> EXTRACTED DATA
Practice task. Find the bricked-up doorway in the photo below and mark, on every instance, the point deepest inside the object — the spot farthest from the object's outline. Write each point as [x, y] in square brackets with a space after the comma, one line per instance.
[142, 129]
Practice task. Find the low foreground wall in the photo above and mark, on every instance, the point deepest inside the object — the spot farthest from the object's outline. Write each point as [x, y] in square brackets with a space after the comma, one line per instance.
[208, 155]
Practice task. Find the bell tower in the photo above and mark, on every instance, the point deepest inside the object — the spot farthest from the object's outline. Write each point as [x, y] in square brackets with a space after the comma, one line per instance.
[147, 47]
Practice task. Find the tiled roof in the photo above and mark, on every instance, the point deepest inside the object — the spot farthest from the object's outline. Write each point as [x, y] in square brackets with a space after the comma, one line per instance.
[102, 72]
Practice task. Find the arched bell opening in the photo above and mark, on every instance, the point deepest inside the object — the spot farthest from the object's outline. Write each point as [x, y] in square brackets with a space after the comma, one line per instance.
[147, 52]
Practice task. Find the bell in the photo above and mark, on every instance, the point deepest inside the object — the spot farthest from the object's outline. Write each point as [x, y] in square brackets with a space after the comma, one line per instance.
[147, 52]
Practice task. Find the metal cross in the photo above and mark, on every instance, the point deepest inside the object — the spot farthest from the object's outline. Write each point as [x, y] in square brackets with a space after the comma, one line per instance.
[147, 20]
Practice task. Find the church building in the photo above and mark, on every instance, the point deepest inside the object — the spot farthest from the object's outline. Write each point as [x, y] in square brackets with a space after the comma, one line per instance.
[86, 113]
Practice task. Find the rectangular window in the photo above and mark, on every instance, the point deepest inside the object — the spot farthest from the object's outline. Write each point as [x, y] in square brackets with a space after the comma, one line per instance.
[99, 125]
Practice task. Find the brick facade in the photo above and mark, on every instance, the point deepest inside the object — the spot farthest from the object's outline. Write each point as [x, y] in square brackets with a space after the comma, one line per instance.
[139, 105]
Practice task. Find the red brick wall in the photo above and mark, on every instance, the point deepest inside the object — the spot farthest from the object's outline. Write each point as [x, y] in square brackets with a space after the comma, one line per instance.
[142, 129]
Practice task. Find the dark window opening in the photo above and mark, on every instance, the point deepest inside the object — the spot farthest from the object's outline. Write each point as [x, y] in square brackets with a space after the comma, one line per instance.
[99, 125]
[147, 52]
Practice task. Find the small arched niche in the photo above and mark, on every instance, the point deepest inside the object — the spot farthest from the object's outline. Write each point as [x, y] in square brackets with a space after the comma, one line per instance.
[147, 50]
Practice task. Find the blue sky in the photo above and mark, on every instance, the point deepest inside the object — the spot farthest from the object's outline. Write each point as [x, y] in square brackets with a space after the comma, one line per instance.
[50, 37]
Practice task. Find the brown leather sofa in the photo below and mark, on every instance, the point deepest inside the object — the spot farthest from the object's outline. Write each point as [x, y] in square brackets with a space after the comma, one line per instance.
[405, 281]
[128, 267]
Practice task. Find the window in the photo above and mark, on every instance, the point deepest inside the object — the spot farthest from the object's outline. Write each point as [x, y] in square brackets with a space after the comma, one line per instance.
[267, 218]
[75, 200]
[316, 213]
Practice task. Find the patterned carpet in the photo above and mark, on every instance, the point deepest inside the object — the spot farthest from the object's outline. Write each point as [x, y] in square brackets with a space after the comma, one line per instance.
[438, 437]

> WHAT YOU WILL DO
The records above should be restated word for word, please.

> COMPLETE RESPONSE
Practice task. Find the bricked-up doorway in the photo below and mark, on every instance, the point deepest inside the object — the spot farthest from the object's outline. Write each point as [x, y] in square brackets with a space after the comma, one line per instance.
[142, 129]
Practice task. Find the low foreground wall in the photo above and mark, on every instance, the point deepest inside the object — the spot farthest from the object's outline. Write each point as [x, y] in square brackets with a space after the comma, one line per instance.
[208, 155]
Practice task. Find the bell tower in the photo above and mark, on every instance, the point deepest inside the object — the spot farthest from the object's outline. Write each point as [x, y] in square brackets with a space after the comma, one line per instance.
[147, 47]
Practice task. Find the tiled roof in the photo above and mark, on every instance, the point deepest inside the object — the spot farthest from the object's outline. Write each point as [x, y] in square brackets with a space after the comma, one line per instance.
[102, 72]
Practice task. Find the arched bell opening in the photo above and mark, on every instance, the point deepest inside the object — the spot farthest from the object's outline. Write each point as [x, y] in square brackets with a space after the comma, one line per instance.
[147, 52]
Practice task. Find the bell in the photo above and mark, on every instance, the point deepest inside the object — the spot farthest from the object's outline. Write each point as [x, y] in square brackets with a space after the comma, one line per instance.
[147, 52]
Practice task. Find the metal cross in the photo above and mark, on every instance, the point deepest inside the object — the spot farthest from the object's outline. Write each point as [x, y] in square brackets with a space after the comma, one line per instance.
[147, 20]
Practice task. Find the church building in the photo above and mark, on every instance, the point deepest inside the object — the spot farthest from the object's outline. Write each point as [x, y] in square brackets with a space after the comma, one line per instance.
[86, 113]
Practice task. Find the rectangular window in the photo above and mark, on every instance, the point deepest inside the object — the spot farthest from the object's outline. Write each point as [x, y] in square brackets with a space after the comma, one line per instance.
[99, 125]
Practice task. Find the brick facade in the photo above and mark, on every instance, the point deepest inside the object — the spot farthest from the object's outline. Write each point as [x, y] in square brackets with a space after the comma, one line per instance.
[139, 105]
Practice task. Find the red brick wall in the photo above and mark, on every instance, the point deepest inside the object — the spot farthest from the object's outline. Write each point as [x, y] in square brackets with a space after the comma, one line per instance.
[142, 129]
Practice task. Find the dark window opening in the photo above and mark, on every instance, the point deepest inside the object — the spot farthest from the object's outline. Write each point as [x, y] in square brackets with a space after the comma, one line per instance.
[99, 125]
[147, 52]
Practice task. Find the small arched niche in the photo above and mark, on every instance, the point deepest inside the object — the spot farthest from the object's outline. Write each point as [x, y] in square brackets with a space after the comma, one line per instance.
[147, 50]
Practice task. Find the blue sky in the photo above and mark, on every instance, the point deepest inside the object — the spot farthest from the object's outline. Write each point as [x, y] in square brackets with a space after the comma, one line per instance.
[50, 37]
Practice task. Find the brown leather sofa in the photo below and mark, on every instance, the point deepest inside the object — the spot farthest from the object's outline. Write each point as [x, y] in square brackets with a space after the comma, one line per instance.
[405, 281]
[128, 267]
Practice task. Find the window in the photo above and mark, on every instance, the point deepest inside the object — the spot farthest from the object's outline. Write each point as [x, y] in square brackets with a space after the comma, one line per instance.
[267, 218]
[75, 200]
[316, 213]
Practice task. Find the patterned carpet in the photo above and mark, on every instance, the point deepest inside the object — the spot farthest from the object's outline. Write each point as [x, y] in square brackets with a space after the comma, one line per instance.
[438, 437]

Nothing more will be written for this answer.